• 作業内容
**1.** 民泊の高単価運営に関する文章において、どのようなゲストにどのような形で宿を楽しんでもらいたいかを決めることは、何と呼ばれていますか。
**2.** 民泊の高単価運営に関する文章から、「客単価と稼働率を上げることが得意。民泊運営のリアルな情報を発信している。」という語句を含む箇所で始まり「ンセプト設計」にあたります。」で終わる部分を、一字一句違えずに引用してください。

• 原文
+===+

煩雑な手続きを済ませてようやく開業をすることができた民泊。とはいえ民泊の供給過多により価格競争に巻き込まれてしまい、予定していた通りの利益を出すことができていないという状況になっていないでしょうか?
今回は、周辺物件の値段にとらわれずに、あなたが欲しい宿泊単価を設定してもきちんと予約数が増える宿の作り方についてお伝えしていきます。
「民泊を始めてみたいけど手続きや手順などが分からない…」という方は、以下の記事で詳しく解説していますので、ぜひ参考にしてください。
現役ホストが解説する民泊の始め方7ステップを見てみる
池袋で民泊運営しながら民泊代行サービスも展開
2018年に鎌倉で民泊運営を開始。その後、民泊運営代行も運営する傍ら、池袋(東京都)でも自社の民泊を運用中。
客単価と稼働率を上げることが得意。民泊運営のリアルな情報を発信している。
1.高単価民泊を運営するにはコンセプト設定が必須
そもそもですが、民泊を始めてただ単にAir bnbに載せたからといって、すぐに1泊1万円も2万円もするような宿にすることはできません。1泊1万円以上の宿にするためには、どのようなゲストにどのような形であなたの宿を楽しんでもらいたいのか?ということを決める必要があります。これが「コンセプト設計」にあたります。
2.民泊のコンセプト設計のためにはペルソナが重要
ではコンセプト設計はどのようにすれば良いのでしょうか?初めての方でも簡単にコンセプト設計ができるように、基本中の基本のコンセプト設計に必要な項目を考えてみましょう。
まずはあなたの物件のコンセプトを考えるためには、どのようなゲストに泊まって欲しいかというペルソナを設定することが重要です。

+===+

• 提供データ

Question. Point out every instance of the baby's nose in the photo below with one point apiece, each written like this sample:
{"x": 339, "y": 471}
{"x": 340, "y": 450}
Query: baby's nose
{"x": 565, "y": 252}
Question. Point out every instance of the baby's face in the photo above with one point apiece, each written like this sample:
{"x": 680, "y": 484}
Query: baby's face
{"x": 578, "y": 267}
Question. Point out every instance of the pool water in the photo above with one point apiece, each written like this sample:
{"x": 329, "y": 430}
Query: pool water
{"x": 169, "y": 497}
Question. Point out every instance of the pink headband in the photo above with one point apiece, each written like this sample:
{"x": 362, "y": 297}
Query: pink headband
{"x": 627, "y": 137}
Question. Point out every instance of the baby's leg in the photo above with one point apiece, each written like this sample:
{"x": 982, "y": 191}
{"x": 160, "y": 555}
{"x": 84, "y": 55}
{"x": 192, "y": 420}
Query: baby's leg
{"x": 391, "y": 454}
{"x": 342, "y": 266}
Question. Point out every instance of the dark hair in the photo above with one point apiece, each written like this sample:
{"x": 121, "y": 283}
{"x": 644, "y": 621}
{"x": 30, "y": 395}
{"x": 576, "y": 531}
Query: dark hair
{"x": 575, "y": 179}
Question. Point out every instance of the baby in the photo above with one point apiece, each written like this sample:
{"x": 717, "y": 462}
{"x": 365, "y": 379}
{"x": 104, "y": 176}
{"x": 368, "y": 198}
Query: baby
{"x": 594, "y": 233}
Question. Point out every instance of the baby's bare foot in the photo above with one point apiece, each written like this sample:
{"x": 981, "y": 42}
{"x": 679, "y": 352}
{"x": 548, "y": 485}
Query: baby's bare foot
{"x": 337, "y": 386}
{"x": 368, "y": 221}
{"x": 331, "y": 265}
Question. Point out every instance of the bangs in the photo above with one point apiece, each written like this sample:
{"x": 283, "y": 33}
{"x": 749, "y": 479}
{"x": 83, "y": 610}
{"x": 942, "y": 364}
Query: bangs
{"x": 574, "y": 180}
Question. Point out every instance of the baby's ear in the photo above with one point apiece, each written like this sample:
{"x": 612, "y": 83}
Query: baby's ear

+===+

• 問題の解答
**1.** コンセプト設計

**2.**
客単価と稼働率を上げることが得意。民泊運営のリアルな情報を発信している。
1.高単価民泊を運営するにはコンセプト設定が必須
そもそもですが、民泊を始めてただ単にAir bnbに載せたからといって、すぐに1泊1万円も2万円もするような宿にすることはできません。1泊1万円以上の宿にするためには、どのようなゲストにどのような形であなたの宿を楽しんでもらいたいのか?ということを決める必要があります。これが「コンセプト設計」にあたります。